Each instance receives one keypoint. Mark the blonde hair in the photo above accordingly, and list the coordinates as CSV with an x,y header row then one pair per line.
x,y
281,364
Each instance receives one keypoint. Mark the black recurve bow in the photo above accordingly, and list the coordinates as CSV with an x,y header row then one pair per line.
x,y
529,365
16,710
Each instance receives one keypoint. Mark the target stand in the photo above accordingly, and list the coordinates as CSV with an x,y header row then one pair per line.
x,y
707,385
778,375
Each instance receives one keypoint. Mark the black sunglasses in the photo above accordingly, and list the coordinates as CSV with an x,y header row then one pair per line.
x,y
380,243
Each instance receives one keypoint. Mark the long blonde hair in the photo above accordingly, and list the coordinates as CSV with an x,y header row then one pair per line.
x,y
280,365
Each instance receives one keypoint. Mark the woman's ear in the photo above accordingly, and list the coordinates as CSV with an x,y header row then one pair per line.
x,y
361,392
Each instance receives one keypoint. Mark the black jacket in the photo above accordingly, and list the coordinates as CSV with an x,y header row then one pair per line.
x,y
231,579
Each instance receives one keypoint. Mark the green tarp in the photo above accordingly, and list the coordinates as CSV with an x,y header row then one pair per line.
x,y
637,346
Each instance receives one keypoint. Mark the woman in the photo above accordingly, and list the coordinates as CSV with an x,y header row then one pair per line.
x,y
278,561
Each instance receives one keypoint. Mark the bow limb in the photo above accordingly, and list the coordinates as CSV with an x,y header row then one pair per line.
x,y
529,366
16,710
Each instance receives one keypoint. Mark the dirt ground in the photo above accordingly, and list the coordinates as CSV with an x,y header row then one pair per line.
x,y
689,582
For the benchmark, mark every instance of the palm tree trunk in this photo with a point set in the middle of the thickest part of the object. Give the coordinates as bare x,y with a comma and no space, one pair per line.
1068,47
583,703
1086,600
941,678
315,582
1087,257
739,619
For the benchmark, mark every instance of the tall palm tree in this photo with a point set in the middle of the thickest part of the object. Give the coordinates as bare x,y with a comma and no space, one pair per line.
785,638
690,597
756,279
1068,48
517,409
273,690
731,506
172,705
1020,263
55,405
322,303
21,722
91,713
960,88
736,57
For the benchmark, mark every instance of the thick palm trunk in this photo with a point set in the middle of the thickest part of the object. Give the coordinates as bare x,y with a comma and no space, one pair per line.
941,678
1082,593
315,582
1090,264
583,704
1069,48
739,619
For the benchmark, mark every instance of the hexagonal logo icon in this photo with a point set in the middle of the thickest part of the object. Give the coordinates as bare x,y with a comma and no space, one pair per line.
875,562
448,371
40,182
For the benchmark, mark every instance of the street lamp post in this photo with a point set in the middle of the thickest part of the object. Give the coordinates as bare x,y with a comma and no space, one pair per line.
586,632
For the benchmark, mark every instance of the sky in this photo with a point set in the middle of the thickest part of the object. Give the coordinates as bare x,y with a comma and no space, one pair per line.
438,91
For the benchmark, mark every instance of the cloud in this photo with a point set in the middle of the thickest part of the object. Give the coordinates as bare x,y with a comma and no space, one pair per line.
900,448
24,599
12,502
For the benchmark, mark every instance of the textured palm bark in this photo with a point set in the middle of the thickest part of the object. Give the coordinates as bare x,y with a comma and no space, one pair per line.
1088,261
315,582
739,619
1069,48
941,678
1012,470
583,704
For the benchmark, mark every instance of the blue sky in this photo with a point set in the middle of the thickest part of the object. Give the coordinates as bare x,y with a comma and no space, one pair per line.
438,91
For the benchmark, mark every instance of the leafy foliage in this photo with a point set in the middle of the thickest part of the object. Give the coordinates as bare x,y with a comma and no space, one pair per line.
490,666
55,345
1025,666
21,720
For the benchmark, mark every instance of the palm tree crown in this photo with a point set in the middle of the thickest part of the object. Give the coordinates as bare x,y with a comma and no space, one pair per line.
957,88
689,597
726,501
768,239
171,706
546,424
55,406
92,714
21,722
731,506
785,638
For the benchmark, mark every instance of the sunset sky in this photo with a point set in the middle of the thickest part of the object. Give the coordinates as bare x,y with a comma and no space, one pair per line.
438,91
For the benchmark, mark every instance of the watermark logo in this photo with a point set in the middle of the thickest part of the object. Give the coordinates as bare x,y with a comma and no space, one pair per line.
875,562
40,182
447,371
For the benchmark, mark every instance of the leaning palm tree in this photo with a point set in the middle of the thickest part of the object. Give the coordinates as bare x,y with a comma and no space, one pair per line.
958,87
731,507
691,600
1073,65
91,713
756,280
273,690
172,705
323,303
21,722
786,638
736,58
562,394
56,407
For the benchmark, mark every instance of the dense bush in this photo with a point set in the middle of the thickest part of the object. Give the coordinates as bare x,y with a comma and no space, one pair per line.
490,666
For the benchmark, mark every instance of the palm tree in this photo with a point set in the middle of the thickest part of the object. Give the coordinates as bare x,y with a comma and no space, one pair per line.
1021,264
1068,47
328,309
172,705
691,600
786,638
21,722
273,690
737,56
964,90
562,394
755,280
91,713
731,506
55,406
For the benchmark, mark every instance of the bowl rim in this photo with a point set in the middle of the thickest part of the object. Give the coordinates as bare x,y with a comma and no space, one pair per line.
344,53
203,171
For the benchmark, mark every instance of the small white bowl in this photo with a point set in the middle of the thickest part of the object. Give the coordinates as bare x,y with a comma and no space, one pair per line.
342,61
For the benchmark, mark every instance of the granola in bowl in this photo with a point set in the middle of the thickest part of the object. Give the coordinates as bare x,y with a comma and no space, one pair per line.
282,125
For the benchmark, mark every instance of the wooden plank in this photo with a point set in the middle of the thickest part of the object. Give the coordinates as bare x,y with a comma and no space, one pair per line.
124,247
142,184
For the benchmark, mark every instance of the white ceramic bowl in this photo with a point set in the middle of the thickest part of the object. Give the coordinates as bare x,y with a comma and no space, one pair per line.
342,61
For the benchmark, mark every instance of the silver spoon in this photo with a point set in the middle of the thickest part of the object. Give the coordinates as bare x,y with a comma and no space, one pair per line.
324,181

● ● ● ● ● ● ●

• **Problem to solve**: Retype exactly the lines from the one containing "For the benchmark, mark every instance of the palm tree in" through the last line of the records above, including both.

• **Exercise answer**:
For the benchmark, mark every instance of the palm tree in this photo with a point set in the middle of the thickest part of the object. Give the coordinates as bare x,y with a comma and no space, one pair per line.
1021,264
1068,47
328,309
172,705
691,600
786,638
21,722
273,690
737,56
964,90
562,394
755,280
91,713
731,506
55,406
For the benchmark, mark every instance of the bowl rim in this photo with a point set in the middle of the thickest part of the object. Give the coordinates as bare x,y with a comma and no space, one pair per line.
344,53
203,171
For the benchmark, mark every instance of the small white bowl in this photo with a point set in the middle of the thickest part of the object. Give the coordinates as bare x,y with a comma and no space, one pair per line.
342,61
For the benchmark, mark every instance of the granola in bowl in this photo with a point set in the middle of the thickest part of the object. Give the coordinates as bare x,y with a comma and no space, one pair per line.
282,125
For the benchmark, mark every instance of the wooden plank in this photo with a point set in the middle of the thickest part of the object. Give the coordinates as bare x,y with a comma and no space, one pair per line.
124,247
142,184
For the benchmark, mark every instance of the white ceramic bowl in this photo with a point set in the middle of the thickest part of the object. Give the coordinates as bare x,y with a comma and no space, one pair per line.
342,61
For the benchmark, mark every instance of the silver spoon in this photo with a point set in the middle of the thickest part of the object. Give the coordinates as bare x,y with a comma and no space, one pair per line.
324,181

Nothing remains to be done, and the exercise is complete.